◆ **PASSAGE DONNÉ**:
= = = =

Robert Harrison résume bien, ainsi, l’enjeu plurimillénaire, le choix de civilisations que représente la forêt, avec ses mythes et ses réalités (1). Une forêt omniprésente dans l’imaginaire européen.
L’inconscient collectif est aujourd’hui frappé par la destruction des forêts, due à l’incendie, aux pluies acides, à une exploitation excessive. Un être normal – c’est-à-dire quelqu’un qui n’est pas encore totalement conditionné par la société marchande – ressent quelque part au fond de lui-même, quelle vitale vérité exprime Jean Giono lorsqu’il écrit de l’un de ses personnages : "Il pense : il tue quand il coupe un arbre !"
Le rapport de l’homme à la forêt est primordial. Il traduit une vision du monde, le choix d’un système de valeurs. Car la forêt, symbole fort, porte en elle des références fondamentales. "Une époque historique, écrit Harrison, livre des révélations essentielles sur son idéologie, ses institutions et ses lois, ou son tempérament culturel, à travers les différentes manières dont elle traite ou considère ses forêts." Dans la longue mémoire culturelle des peuples, la place donnée – ou non – aux forêts est un repère qui ne trompe pas.
Pour étudier la place des forêts dans les cultures et les civilisations, depuis qu’il existe à la surface de la terre des sociétés humaines, Harrison prend pour guide une grille d’analyse forgée par un Napolitain du XVIIIe siècle, Giambattisto Vico, qui résume ainsi l’évolution de l’humanité : "Les choses se sont succédé dans l’ordre suivant : d’abord les forêts, puis les cabanes, les villages, les cités et enfin les académies savantes" (La Science nouvelle, 1744).
Ainsi, les forêts seraient à l’origine la matrice naturelle d’où seraient sortis les premiers hommes. Lesquels, en s’affranchissant du milieu forestier pour ouvrir des clairières, en se regroupant pour construire des cabanes, auraient planté les premiers jalons de la civilisation, c’est-à-dire de la conquête de l’homme sur la nature. Puis, d’étape en étape, de la ruralité au phénomène urbain, de la rusticité à la culture savante, de la glèbe aux salons intellectuels, l’humanité aurait réalisé son ascension. On voit bien, ici, s’exprimer crûment cette conception tout à la fois linéaire et progressiste de l’histoire, qui triomphe au XVIIIe siècle avec la philosophie libérale des Lumières pour nourrir, successivement, l’idéologie libérale et l’idéologie marxiste. Mais cette vision de l’histoire plonge ses racines très loin, dans cette région du monde qui, entre Méditerranée et Mésopotamie, a donné successivement naissance au judaïsme, au christianisme et à l’islam, ces trois monothéismes qui sont définis, à juste titre, comme les religions du Livre.

= = = =

◆ **OBJECTIF**: D'après le passage sur la forêt, dans quel ordre Vico fait-il se succéder les étapes de l'évolution humaine ?

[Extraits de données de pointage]
= = = =

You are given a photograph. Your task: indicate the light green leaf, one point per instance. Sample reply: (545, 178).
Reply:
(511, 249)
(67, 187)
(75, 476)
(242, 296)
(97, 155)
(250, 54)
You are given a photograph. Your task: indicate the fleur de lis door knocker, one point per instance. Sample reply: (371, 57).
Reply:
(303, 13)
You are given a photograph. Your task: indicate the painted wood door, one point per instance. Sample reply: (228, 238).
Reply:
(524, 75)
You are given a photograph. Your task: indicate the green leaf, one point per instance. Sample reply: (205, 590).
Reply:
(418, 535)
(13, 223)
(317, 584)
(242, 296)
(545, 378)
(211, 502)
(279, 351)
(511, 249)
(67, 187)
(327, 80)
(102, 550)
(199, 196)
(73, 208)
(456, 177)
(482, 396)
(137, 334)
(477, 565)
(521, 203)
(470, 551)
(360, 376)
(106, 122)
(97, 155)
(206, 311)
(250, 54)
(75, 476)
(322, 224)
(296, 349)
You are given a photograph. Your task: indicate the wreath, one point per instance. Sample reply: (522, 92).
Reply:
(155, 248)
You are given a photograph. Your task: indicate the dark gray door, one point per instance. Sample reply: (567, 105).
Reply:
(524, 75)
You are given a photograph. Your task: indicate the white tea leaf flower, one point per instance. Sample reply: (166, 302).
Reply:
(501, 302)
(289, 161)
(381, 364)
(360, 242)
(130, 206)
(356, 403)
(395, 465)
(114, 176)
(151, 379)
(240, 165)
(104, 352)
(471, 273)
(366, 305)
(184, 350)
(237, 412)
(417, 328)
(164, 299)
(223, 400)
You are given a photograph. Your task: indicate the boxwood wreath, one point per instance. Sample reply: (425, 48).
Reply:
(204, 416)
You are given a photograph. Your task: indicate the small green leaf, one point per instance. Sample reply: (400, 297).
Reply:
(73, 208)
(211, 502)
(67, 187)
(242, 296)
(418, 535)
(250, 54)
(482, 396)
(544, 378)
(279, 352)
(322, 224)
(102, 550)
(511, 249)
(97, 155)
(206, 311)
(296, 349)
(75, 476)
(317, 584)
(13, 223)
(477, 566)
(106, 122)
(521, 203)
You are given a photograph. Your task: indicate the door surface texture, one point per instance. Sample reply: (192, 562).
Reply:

= = = =

◆ **TÂCHE ACCOMPLIE**: D'abord les forêts, puis les cabanes, les villages, les cités et enfin les académies savantes.